Reproduce the data below in full, requests included, from the line containing "of books, one" through the line containing "point(435, 232)", both lines included. Add 45 to every coordinate in the answer points, leaving the coordinates in the requests unchanged.
___ Recorded information ___
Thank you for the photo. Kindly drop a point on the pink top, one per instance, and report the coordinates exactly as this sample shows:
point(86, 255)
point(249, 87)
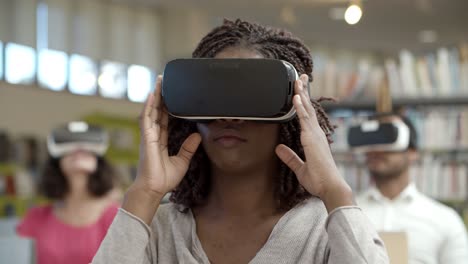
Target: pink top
point(58, 242)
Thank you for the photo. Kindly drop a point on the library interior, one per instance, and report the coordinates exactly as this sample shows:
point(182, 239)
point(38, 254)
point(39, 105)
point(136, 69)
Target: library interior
point(80, 72)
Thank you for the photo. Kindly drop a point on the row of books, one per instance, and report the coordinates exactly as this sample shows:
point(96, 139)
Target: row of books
point(442, 73)
point(434, 176)
point(439, 128)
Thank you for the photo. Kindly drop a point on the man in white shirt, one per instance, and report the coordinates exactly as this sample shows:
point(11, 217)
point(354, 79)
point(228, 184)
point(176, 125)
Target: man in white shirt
point(435, 232)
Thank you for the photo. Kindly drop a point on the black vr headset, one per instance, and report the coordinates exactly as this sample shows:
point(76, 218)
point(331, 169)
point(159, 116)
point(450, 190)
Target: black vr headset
point(77, 136)
point(375, 135)
point(249, 89)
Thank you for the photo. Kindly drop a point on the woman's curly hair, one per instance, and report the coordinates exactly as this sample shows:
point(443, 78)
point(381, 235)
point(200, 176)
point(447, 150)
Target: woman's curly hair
point(271, 43)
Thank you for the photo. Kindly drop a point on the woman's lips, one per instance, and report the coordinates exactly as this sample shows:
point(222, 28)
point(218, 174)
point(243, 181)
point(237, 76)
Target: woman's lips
___
The output –
Thank you for the photo. Kindly drop a point on the row of books, one per instance, and report the coordinates exactly as this sample shows:
point(96, 139)
Target: row of books
point(487, 118)
point(479, 221)
point(484, 173)
Thank you for the photo. Kindly drop a point on the man in white shirt, one per instance, and report the coordinates exactly as this sample shows:
point(11, 217)
point(354, 79)
point(228, 184)
point(176, 125)
Target: man in white shirt
point(480, 277)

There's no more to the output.